■ **Work order**: Write each line word for word, from the line that contains "find | truck mud flap" through the last line of the material below.

■ **Record excerpts**:
*** Begin section ***

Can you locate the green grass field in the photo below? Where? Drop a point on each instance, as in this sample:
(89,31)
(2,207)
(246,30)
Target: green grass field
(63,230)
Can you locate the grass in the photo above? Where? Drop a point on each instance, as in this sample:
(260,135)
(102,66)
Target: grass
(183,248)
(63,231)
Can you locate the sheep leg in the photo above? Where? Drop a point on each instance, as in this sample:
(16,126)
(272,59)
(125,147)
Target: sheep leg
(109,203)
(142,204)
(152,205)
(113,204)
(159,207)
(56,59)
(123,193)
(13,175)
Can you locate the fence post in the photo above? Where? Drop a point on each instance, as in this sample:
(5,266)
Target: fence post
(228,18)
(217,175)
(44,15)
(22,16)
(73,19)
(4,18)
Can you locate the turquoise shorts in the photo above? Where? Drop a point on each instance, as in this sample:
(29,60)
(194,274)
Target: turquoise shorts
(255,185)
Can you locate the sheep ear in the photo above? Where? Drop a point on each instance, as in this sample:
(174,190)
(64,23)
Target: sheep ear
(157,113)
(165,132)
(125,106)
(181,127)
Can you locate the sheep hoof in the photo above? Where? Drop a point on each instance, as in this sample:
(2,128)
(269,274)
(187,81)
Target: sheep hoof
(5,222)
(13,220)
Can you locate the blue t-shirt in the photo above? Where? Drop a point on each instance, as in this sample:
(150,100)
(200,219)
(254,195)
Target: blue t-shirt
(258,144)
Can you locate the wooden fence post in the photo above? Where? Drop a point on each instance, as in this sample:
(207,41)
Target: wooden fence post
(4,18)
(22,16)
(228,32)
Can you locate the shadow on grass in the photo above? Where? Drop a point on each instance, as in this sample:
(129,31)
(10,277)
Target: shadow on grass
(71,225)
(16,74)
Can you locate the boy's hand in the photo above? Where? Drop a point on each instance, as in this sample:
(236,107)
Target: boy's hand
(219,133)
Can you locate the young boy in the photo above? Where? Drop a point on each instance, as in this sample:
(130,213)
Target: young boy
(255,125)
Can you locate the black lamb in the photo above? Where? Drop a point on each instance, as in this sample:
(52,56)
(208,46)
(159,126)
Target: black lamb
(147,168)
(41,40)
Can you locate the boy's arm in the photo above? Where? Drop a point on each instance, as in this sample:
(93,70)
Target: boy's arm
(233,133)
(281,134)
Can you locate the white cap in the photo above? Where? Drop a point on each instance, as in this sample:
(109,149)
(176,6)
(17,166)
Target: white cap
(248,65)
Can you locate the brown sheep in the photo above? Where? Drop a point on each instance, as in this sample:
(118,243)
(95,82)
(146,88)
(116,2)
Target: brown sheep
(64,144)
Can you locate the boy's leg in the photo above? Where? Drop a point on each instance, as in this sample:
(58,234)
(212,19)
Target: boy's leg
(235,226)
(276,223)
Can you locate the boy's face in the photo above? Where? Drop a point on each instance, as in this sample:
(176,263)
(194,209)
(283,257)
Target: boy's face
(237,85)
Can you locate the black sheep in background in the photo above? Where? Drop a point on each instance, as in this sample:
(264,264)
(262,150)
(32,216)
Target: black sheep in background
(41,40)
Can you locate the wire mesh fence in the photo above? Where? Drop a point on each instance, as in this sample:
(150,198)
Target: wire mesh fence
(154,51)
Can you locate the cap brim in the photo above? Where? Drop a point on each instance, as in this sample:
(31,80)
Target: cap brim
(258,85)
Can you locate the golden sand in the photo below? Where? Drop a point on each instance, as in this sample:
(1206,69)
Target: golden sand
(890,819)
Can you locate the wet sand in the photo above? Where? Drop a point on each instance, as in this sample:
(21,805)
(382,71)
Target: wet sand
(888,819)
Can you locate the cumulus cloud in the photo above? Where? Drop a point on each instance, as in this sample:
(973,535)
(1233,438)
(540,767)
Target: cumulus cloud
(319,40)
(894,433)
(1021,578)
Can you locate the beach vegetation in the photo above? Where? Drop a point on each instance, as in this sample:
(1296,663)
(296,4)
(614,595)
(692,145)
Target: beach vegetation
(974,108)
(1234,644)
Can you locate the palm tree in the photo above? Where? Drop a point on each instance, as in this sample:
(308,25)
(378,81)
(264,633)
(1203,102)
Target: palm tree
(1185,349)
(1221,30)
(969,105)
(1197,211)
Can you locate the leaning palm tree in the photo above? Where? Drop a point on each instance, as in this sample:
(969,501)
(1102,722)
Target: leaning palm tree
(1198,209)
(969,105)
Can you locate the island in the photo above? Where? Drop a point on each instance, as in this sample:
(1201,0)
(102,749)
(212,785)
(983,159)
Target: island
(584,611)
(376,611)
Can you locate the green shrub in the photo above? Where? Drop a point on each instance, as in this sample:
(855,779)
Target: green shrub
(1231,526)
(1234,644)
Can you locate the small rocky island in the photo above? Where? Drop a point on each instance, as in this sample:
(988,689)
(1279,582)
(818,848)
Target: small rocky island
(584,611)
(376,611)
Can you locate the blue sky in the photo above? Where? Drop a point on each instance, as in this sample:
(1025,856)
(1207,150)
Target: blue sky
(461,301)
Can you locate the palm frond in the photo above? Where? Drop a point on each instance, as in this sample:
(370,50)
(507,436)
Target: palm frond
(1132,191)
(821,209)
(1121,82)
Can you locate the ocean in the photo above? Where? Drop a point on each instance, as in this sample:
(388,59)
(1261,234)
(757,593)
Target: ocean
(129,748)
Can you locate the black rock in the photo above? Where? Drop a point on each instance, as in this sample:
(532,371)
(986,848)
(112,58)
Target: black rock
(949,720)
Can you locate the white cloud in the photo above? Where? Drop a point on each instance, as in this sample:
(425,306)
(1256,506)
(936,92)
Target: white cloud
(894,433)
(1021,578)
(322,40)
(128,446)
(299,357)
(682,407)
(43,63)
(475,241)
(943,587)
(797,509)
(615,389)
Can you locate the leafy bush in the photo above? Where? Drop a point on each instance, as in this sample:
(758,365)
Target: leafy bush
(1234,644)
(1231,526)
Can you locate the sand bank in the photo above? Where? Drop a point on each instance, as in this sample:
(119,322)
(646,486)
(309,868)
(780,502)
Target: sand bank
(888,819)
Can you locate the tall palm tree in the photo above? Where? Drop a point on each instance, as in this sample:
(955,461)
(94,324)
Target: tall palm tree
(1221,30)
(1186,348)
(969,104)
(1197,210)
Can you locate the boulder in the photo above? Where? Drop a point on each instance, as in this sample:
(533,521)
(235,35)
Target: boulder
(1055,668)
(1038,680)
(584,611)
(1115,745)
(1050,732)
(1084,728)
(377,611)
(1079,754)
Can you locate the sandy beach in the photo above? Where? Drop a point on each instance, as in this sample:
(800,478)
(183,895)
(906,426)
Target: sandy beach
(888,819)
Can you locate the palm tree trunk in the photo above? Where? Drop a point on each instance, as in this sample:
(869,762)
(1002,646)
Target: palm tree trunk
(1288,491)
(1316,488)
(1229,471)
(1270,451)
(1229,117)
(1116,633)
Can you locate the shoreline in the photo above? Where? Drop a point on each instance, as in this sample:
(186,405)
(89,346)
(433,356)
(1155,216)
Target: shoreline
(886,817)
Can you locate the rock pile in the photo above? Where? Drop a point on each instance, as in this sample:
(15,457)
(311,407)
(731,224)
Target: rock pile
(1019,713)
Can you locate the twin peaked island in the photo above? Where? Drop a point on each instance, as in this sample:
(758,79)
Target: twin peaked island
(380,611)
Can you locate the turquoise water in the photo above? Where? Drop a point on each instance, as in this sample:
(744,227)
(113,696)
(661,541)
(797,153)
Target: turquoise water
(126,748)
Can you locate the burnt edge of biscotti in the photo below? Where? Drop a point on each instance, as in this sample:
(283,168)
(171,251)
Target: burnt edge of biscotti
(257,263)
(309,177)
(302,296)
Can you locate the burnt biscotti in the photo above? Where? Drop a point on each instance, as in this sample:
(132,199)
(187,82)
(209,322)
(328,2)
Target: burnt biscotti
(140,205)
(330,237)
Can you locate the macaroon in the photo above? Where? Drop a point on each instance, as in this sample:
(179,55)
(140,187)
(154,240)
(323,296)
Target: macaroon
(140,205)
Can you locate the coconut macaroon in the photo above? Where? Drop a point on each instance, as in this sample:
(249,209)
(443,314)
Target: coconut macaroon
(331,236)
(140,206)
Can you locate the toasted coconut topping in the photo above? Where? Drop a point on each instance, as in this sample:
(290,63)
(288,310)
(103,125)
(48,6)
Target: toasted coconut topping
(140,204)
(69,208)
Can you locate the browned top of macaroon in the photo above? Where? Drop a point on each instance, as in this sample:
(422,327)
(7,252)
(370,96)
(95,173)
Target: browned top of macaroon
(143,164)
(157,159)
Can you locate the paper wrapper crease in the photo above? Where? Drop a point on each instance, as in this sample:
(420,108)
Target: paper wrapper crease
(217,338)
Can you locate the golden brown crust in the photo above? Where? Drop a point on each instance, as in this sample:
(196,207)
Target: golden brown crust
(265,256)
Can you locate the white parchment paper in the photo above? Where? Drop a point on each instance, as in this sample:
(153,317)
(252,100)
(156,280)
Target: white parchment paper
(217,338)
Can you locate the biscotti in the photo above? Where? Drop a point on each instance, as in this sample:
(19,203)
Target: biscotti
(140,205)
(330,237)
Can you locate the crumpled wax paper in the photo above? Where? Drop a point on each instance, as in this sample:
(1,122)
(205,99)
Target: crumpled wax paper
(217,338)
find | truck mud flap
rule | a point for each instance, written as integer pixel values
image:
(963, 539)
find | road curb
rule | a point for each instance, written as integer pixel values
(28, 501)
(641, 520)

*** End section ***

■ **Expected answer**:
find | truck mud flap
rule | a point for each instance, written as integer pixel values
image:
(963, 539)
find | road curb
rule | a point for each instance, written as integer pixel values
(28, 501)
(641, 520)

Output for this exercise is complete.